◆ GOAL OF THE EXERCISE: This task calls for copying every line of the records that includes the word "light".

◆ RECORD SET:
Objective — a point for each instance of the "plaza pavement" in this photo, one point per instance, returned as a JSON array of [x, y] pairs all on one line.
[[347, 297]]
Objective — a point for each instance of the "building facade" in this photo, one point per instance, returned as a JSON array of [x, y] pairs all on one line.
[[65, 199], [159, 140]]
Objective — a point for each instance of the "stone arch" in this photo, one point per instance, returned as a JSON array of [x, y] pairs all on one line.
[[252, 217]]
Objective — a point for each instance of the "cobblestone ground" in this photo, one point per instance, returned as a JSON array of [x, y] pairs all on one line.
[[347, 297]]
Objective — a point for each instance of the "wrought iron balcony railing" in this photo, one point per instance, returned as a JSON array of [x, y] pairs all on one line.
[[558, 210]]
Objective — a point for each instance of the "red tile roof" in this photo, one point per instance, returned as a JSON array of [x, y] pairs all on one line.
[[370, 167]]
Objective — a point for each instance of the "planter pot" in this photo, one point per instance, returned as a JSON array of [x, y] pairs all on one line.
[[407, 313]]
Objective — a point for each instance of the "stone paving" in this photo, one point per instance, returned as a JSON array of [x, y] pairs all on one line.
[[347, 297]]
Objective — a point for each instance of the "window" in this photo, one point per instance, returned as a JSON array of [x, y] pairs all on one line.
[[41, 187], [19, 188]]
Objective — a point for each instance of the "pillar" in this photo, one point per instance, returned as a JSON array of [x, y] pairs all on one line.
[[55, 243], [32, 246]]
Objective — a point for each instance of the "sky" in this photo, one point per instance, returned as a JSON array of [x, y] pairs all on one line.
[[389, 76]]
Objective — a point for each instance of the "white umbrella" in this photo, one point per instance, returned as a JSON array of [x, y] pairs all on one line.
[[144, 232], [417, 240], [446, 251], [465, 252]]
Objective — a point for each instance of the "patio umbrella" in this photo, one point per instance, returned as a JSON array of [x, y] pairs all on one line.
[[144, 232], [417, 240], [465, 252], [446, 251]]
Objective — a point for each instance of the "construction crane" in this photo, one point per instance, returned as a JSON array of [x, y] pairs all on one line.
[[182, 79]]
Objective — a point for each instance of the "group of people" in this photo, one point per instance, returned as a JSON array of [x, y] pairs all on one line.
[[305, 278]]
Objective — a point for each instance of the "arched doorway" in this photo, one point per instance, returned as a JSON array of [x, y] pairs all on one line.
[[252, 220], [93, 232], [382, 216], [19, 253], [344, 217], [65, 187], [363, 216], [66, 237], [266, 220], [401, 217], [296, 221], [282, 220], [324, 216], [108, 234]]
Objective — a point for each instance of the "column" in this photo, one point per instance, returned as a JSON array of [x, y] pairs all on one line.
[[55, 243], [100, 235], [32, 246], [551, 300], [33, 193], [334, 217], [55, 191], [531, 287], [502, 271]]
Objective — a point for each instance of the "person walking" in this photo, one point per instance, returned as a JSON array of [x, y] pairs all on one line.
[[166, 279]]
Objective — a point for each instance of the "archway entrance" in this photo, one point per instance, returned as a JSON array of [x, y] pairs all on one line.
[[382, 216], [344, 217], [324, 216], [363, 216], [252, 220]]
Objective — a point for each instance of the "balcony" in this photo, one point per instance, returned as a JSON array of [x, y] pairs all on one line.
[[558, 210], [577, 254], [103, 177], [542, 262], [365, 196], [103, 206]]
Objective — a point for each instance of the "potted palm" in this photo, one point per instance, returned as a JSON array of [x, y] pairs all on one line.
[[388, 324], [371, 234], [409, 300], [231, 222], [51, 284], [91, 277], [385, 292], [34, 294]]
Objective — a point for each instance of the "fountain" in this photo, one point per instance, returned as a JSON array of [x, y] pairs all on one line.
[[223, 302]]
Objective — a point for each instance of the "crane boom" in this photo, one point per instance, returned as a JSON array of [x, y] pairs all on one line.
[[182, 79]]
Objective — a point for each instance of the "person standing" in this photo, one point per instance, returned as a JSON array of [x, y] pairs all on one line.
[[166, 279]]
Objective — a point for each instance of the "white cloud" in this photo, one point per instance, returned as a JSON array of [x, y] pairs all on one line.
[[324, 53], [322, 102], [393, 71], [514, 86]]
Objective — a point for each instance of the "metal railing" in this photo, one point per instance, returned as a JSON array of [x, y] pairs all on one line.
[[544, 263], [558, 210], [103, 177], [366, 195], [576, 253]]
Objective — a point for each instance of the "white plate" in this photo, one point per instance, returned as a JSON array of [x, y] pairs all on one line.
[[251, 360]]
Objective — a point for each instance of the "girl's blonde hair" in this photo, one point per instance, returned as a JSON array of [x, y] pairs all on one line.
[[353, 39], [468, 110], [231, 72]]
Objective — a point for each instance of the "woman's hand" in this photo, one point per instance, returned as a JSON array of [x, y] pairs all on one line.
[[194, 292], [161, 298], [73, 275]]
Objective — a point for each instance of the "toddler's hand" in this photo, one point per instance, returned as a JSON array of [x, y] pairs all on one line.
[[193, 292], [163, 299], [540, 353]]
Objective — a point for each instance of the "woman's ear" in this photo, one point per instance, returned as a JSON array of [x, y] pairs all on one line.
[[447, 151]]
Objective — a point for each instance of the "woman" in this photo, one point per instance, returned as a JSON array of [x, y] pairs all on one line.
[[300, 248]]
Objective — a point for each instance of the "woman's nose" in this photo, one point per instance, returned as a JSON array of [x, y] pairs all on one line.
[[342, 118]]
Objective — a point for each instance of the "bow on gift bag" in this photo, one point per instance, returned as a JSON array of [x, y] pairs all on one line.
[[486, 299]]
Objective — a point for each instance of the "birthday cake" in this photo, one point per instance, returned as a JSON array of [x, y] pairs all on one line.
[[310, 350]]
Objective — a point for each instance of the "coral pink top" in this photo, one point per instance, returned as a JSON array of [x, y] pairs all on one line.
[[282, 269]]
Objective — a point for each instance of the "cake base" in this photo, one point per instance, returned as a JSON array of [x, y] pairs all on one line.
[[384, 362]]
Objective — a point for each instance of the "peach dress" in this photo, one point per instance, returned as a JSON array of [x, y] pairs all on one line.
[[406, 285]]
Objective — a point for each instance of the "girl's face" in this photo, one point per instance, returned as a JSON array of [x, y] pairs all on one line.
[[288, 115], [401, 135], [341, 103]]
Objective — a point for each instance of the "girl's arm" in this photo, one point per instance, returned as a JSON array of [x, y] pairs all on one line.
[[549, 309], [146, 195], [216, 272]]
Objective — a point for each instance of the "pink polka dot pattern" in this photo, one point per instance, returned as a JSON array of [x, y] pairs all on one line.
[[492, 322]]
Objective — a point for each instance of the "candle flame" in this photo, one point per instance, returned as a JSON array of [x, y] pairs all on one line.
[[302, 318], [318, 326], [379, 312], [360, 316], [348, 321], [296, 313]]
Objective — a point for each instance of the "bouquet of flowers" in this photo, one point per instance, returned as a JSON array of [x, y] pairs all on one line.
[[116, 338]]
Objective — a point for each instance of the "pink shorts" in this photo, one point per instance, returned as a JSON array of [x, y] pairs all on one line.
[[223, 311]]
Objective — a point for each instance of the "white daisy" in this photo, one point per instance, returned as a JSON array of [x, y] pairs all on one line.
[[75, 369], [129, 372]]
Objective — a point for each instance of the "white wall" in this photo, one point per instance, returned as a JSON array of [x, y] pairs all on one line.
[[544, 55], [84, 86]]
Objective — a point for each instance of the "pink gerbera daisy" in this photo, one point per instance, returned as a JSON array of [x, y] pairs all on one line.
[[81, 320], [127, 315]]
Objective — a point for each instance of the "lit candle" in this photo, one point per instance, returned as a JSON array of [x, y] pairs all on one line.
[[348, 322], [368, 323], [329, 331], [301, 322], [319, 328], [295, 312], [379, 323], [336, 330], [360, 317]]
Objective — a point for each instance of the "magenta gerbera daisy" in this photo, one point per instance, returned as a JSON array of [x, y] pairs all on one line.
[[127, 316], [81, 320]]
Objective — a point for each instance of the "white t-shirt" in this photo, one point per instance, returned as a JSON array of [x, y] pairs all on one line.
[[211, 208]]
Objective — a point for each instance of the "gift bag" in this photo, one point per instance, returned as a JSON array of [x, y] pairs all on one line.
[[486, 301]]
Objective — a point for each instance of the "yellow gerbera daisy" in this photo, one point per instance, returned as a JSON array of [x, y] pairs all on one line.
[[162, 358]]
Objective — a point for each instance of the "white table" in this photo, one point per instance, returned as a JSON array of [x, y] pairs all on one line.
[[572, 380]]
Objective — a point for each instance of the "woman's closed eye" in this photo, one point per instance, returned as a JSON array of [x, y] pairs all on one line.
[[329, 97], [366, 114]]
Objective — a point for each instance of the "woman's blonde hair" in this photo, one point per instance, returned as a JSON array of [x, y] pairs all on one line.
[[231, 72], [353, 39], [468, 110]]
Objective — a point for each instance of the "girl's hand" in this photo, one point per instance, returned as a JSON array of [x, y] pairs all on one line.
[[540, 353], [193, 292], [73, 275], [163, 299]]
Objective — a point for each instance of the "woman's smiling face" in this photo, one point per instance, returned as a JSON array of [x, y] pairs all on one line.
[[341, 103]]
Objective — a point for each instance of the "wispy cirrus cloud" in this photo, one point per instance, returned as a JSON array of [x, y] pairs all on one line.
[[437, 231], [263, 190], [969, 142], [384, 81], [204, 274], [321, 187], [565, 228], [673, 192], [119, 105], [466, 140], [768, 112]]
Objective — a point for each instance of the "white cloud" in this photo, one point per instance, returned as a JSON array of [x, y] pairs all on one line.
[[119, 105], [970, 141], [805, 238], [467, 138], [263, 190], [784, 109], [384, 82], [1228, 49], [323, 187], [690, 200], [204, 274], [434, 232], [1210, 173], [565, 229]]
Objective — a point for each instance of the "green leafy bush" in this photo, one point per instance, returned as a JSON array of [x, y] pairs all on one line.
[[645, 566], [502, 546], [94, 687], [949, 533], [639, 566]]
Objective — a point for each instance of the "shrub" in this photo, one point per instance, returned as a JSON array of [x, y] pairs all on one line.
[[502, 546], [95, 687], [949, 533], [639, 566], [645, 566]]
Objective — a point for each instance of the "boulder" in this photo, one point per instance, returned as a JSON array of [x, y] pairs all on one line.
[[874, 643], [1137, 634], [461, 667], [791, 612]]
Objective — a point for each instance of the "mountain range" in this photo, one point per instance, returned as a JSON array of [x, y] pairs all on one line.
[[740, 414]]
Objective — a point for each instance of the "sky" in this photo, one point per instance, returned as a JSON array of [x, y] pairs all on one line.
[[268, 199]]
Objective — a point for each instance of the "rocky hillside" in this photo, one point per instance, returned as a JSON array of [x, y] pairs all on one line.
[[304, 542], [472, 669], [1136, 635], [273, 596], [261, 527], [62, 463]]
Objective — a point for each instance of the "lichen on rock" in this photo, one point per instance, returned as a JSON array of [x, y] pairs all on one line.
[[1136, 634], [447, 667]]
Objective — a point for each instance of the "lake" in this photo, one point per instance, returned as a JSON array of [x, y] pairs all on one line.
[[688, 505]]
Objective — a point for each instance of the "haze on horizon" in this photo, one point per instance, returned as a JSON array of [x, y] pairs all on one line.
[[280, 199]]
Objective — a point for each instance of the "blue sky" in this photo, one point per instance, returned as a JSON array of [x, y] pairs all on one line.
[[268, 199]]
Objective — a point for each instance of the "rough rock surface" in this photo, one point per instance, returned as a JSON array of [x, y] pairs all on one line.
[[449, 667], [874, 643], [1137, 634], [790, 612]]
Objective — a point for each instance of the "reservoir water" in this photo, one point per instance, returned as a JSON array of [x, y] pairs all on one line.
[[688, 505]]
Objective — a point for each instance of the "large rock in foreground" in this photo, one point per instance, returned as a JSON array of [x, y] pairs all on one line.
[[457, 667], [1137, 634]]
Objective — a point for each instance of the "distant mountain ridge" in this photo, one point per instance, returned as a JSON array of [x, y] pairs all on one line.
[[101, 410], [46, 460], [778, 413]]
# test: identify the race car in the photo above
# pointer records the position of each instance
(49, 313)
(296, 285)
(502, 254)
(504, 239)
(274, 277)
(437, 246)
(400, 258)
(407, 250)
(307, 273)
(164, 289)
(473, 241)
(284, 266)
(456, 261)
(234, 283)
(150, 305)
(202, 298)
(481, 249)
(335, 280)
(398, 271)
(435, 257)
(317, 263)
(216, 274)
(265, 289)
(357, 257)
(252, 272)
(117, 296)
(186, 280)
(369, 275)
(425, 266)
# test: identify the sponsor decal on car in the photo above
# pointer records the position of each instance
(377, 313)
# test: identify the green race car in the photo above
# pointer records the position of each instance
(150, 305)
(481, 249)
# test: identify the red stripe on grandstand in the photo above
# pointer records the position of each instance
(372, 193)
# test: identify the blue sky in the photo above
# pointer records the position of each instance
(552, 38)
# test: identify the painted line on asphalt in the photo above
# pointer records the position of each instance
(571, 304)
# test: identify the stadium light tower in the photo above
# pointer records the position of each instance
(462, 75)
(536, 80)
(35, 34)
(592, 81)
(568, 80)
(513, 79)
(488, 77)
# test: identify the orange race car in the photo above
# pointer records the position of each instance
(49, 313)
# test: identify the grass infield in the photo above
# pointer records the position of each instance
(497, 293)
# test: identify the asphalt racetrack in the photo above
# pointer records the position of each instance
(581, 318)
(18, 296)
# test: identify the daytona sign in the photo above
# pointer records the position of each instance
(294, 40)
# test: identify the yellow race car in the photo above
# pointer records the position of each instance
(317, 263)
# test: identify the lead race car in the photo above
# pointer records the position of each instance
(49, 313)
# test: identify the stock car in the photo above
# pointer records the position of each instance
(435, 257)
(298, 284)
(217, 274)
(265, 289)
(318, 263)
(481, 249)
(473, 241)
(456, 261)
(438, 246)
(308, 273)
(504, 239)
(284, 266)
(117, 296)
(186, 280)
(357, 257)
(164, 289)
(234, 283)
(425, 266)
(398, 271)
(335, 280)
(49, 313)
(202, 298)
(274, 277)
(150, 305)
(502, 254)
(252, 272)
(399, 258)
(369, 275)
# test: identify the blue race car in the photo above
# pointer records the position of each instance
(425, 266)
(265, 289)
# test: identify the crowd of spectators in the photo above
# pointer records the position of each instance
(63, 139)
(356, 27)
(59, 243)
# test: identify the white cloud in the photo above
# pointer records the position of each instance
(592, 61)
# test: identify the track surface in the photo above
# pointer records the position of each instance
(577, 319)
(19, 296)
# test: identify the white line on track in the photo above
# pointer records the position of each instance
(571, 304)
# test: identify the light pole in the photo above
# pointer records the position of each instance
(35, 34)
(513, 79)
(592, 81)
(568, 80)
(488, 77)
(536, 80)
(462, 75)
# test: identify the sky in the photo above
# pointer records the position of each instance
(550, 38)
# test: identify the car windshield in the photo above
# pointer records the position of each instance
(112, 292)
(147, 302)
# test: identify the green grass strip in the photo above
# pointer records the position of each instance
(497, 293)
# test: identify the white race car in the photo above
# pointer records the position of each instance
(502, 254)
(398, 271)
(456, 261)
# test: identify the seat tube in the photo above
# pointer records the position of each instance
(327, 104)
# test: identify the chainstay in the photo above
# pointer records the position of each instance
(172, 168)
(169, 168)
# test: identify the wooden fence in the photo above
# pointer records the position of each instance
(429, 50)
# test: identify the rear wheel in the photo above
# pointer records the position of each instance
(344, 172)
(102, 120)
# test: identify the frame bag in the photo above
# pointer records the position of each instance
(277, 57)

◆ OUTPUT FOR THIS TASK:
# test: identify the stadium light tower in the photo above
# test: identify the light pole in the photo above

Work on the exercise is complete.